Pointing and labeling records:

** Start **

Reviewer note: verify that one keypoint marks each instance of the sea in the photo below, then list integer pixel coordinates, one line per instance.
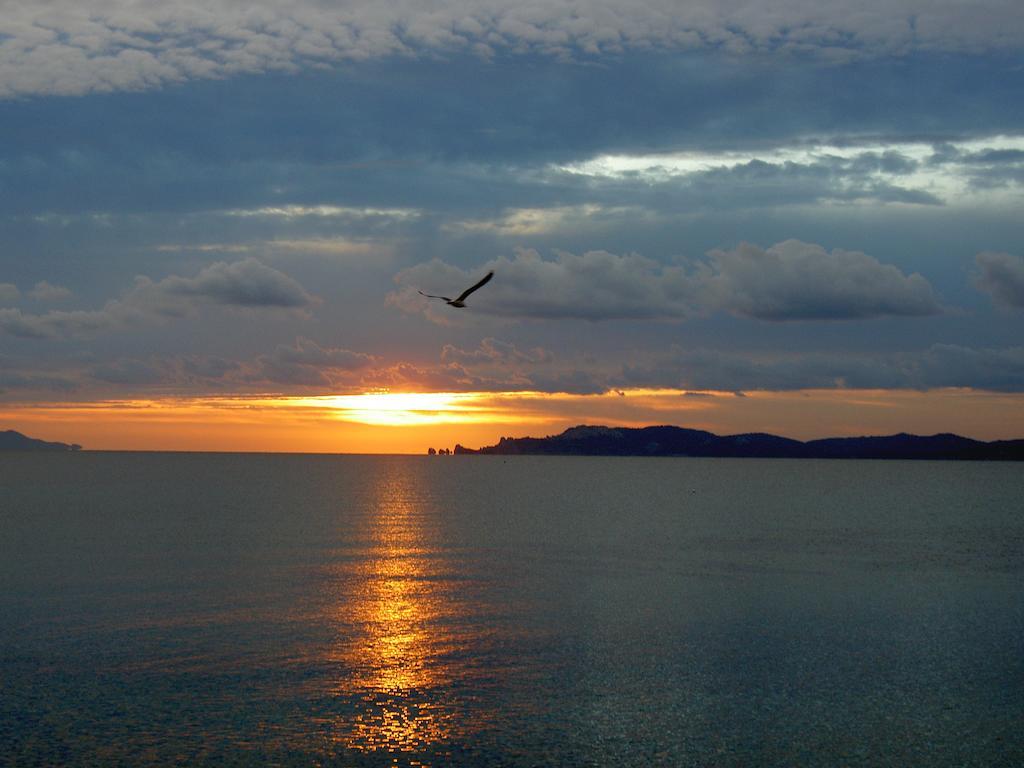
(235, 609)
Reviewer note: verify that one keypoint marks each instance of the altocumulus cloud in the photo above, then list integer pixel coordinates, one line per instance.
(801, 281)
(248, 284)
(69, 47)
(791, 281)
(1001, 276)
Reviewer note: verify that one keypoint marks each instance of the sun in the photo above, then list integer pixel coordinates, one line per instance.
(402, 409)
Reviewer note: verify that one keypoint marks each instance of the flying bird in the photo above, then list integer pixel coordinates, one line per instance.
(460, 300)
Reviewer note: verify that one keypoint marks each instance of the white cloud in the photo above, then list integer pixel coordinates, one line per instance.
(43, 291)
(71, 47)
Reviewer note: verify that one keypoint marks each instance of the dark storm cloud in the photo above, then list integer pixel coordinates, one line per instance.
(937, 367)
(458, 135)
(246, 285)
(1001, 276)
(791, 281)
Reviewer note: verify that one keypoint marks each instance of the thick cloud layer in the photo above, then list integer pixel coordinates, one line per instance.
(247, 284)
(1001, 276)
(68, 47)
(794, 281)
(791, 281)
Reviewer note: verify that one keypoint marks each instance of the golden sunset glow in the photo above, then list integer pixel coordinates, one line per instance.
(398, 598)
(410, 422)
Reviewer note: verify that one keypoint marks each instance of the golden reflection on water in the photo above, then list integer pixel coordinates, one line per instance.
(397, 604)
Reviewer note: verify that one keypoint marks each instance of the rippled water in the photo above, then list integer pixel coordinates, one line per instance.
(232, 609)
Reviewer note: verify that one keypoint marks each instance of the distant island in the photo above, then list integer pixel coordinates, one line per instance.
(668, 440)
(11, 440)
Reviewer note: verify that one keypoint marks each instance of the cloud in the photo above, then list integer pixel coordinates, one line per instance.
(937, 367)
(791, 281)
(308, 364)
(794, 281)
(65, 47)
(1001, 276)
(595, 286)
(247, 285)
(495, 351)
(43, 291)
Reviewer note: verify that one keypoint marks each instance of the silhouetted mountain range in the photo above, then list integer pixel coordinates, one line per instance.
(11, 440)
(667, 440)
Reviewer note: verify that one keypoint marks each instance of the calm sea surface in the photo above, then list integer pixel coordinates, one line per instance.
(242, 609)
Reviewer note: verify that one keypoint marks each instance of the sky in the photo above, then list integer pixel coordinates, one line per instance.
(796, 217)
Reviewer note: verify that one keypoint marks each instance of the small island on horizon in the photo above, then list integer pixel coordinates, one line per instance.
(11, 440)
(671, 440)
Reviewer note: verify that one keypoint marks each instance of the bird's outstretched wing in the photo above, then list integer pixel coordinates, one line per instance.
(429, 296)
(468, 291)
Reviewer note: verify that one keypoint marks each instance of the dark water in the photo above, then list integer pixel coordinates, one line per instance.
(229, 609)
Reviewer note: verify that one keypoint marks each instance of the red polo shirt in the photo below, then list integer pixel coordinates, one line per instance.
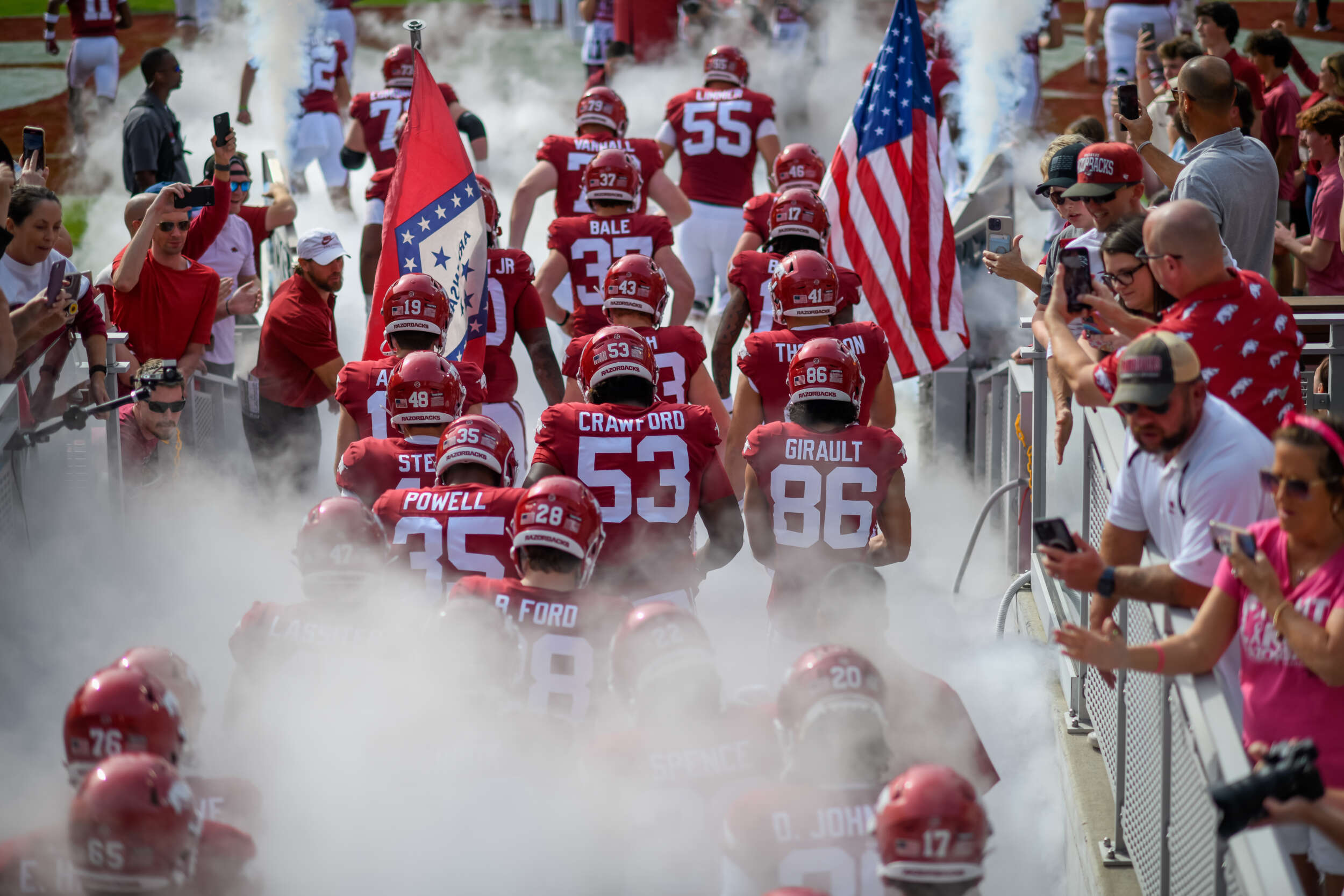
(297, 336)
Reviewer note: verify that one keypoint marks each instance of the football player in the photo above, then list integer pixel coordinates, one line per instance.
(585, 246)
(813, 825)
(635, 295)
(687, 758)
(514, 308)
(928, 722)
(804, 291)
(600, 121)
(796, 166)
(655, 464)
(931, 833)
(414, 318)
(557, 535)
(425, 396)
(717, 131)
(797, 221)
(315, 135)
(818, 483)
(459, 520)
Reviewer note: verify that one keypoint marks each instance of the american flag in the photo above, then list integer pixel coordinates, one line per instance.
(889, 214)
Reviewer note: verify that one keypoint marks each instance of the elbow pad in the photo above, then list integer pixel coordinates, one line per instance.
(353, 160)
(471, 125)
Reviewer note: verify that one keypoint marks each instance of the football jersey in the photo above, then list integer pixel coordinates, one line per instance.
(93, 18)
(362, 390)
(571, 155)
(590, 243)
(444, 532)
(568, 634)
(803, 836)
(377, 113)
(649, 469)
(750, 272)
(678, 351)
(823, 491)
(716, 135)
(371, 467)
(514, 307)
(765, 362)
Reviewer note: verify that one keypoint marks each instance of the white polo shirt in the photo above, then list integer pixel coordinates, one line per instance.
(1214, 476)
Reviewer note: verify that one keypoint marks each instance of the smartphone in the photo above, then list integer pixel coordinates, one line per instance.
(1229, 537)
(999, 234)
(1076, 268)
(1054, 532)
(222, 128)
(34, 143)
(195, 198)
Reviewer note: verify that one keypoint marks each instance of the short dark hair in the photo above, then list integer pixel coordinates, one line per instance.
(1224, 15)
(151, 62)
(1273, 44)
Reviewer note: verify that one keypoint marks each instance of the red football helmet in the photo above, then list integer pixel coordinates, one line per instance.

** End **

• PROMPT
Present as a Markdown table with columns No. and Line, numbering each row, the lines starting with the line that contains "of the short" and going on through the end of the records, leaving out any blank lines.

• REPLY
| No. | Line |
|---|---|
| 1 | Reviewer note: verify that one keypoint marks each instance of the short dark hair in the photo above, then list integer pixel coordinates, one line per instance. |
| 2 | (1224, 15) |
| 3 | (151, 62) |
| 4 | (1273, 44) |
| 5 | Reviewer note: verify that one keypoint marks each instance of the red football helmet in the photo above, then list integer pixel coordinates, one line per instance. |